● What needs to be done
Locate every line in the records below that contains the word "facade", and copy each of those lines.
--- Begin Exercise data ---
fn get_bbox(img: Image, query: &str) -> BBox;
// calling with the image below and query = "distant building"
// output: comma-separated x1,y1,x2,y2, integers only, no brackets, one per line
--- End Exercise data ---
--- Begin Exercise data ---
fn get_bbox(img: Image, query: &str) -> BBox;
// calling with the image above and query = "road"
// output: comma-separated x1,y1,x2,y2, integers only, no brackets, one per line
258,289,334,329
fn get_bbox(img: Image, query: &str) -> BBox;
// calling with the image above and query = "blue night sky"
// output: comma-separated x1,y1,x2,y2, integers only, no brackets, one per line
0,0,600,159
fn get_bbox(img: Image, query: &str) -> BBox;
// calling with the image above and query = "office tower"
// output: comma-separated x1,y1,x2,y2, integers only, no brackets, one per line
--- End Exercise data ---
--- Begin Exercise data ---
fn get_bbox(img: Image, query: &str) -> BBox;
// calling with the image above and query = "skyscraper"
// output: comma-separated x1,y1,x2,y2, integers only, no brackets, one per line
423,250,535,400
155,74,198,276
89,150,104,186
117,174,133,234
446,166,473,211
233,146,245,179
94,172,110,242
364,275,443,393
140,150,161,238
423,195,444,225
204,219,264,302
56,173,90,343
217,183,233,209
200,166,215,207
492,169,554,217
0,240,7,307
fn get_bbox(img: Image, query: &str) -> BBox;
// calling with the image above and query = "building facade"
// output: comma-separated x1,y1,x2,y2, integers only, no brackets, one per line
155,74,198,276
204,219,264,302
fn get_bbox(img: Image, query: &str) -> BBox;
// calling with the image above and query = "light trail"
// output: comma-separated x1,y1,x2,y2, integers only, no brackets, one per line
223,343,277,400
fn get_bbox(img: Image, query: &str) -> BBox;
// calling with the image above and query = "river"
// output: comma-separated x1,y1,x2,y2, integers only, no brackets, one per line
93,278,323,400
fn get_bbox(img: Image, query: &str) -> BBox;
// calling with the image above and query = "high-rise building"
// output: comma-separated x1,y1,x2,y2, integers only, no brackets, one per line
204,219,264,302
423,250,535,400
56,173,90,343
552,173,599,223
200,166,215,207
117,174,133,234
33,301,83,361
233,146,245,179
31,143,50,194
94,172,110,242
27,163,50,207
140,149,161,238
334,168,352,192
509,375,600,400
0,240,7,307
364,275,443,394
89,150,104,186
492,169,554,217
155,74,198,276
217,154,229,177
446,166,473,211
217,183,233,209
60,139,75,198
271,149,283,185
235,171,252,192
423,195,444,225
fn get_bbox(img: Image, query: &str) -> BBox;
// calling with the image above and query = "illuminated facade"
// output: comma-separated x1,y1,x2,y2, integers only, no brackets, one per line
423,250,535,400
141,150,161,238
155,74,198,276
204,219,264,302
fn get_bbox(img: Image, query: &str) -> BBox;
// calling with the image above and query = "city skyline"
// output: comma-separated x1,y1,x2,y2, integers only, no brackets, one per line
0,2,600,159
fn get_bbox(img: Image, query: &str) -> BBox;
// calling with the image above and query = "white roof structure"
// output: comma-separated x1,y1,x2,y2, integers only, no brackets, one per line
--- End Exercise data ---
● Task response
// calling with the image above and query = "building facade"
// calling with the image above and query = "illuminated facade"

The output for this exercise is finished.